Auferstanden aus Ruinen

JAPAN Zweieinhalb Jahre nach dem folgenreichen Erdbeben gewinnen die Tohoku Eagles, eine Mannschaft aus der gebeutelten Stadt Sendai, die Baseball-Meisterschaft

„Die Siege der Eagles bringen jetzt Schwung in unsere Gegend“

BASEBALLFAN TETSAYA SATO

AUS TOKIO FELIX LILL

„Nach dem Tsunami war hier jeder so einsam“, schrie Koutaru Yamonshita gestern gegen 22 Uhr Ortszeit gegen den Jubel an, als er im Gedränge hin und her geschubst wurde. „Aber der Sport hat uns alle zusammengebracht, das war damals schon so. Und jetzt das!“ Nicht weit vom Miyagi Stadium in Sendai, wo Yamonshitas Tohoku Rakuten Eagles gegen den viel reicheren Favoriten, die Yomiuri Giants aus Tokio, das siebte und letzte Finalspiel der Saison bestritten, schauten Hunderte über eine Leinwand zu.

Die letzten Stadiontickets sollen für 200.000 Yen (rund 1.500 Euro) verkauft worden sein. Noch nie hatte es ein Meisterschaftsspiel in Sendai gegeben, das vor zweieinhalb Jahren noch durch Verwüstung Schlagzeilen machte. Doch gestern Abend schrieben die Tohoku Rakuten Eagles eine andere Geschichte: Nach einem 3:0-Sieg kommt der neue Meister in Japans Nationalsport Baseball aus den teilweise noch immer zerstörten Gebieten des Landes.

> [Aufgabe a]
Gegen welche Mannschaft bestritten die Tohoku Rakuten Eagles laut dem Auszug das letzte Finalspiel?

> [Bereitgestelltes Material]
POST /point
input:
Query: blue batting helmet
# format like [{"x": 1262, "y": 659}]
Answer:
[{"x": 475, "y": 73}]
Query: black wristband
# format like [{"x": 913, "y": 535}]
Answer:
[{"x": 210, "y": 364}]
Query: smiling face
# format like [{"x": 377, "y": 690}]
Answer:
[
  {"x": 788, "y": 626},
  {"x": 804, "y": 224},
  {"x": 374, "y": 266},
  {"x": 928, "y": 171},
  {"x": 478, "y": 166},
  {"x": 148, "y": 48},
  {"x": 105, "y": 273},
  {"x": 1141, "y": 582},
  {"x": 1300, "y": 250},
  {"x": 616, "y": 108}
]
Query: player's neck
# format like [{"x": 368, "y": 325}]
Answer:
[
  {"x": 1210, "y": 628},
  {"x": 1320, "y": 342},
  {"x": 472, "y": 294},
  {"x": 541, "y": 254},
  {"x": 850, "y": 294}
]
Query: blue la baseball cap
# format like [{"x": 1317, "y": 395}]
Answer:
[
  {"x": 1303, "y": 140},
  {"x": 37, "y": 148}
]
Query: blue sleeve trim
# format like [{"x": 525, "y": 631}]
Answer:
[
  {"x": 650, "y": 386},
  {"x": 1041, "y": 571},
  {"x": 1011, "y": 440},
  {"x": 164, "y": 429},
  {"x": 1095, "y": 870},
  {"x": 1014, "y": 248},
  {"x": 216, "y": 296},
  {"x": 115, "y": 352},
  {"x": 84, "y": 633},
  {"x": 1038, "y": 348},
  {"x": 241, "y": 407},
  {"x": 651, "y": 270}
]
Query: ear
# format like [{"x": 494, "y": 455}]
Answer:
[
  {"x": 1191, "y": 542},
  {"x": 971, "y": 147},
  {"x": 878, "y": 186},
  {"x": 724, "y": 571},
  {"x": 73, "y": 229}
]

---

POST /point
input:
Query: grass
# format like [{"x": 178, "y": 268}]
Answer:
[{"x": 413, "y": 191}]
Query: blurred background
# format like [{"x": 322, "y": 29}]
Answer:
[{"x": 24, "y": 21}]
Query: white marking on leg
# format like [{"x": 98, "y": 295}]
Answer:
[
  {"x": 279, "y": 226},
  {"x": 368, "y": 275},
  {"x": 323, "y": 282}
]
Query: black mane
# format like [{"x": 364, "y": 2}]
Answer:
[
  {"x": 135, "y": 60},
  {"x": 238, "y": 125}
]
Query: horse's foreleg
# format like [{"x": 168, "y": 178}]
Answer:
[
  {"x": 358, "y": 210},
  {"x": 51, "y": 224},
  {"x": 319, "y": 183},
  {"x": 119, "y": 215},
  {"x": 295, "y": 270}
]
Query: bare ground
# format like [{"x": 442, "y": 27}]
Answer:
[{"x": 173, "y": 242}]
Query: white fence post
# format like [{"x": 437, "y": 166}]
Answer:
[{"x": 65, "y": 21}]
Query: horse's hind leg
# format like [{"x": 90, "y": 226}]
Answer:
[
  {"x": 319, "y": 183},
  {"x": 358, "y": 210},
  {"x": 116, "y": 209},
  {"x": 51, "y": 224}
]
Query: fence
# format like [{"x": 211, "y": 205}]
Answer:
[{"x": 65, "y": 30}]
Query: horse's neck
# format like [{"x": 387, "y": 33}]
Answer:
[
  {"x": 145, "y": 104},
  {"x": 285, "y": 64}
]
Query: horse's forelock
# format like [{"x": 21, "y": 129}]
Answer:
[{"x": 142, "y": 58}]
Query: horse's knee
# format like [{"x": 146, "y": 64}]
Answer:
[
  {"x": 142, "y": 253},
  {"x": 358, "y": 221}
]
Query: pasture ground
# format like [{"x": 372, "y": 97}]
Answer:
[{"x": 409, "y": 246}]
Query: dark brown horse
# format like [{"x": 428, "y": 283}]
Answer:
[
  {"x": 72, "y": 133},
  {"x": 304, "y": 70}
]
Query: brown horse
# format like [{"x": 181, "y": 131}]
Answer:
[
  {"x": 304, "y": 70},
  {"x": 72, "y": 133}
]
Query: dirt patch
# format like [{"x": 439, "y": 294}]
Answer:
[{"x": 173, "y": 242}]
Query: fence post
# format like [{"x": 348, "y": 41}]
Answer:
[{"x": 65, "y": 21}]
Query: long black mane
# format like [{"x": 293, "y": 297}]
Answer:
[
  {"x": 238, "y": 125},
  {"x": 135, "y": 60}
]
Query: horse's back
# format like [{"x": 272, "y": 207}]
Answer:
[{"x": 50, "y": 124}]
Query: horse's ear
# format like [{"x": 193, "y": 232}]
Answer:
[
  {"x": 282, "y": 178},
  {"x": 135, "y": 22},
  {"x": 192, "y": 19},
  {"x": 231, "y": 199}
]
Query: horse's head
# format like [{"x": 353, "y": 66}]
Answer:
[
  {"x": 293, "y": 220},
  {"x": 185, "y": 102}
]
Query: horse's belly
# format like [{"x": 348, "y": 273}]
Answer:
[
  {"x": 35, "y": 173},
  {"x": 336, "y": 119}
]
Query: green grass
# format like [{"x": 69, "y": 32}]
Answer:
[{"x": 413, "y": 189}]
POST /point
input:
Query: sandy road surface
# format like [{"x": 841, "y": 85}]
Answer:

> [Aufgabe b]
Finde in den Zeilen jede, die das Wort „neck“ enthält, und schreib sie ab.

> [Antwort a]
Gegen die Yomiuri Giants aus Tokio.

> [Antwort b]
Query: player's neck
Query: horse's neck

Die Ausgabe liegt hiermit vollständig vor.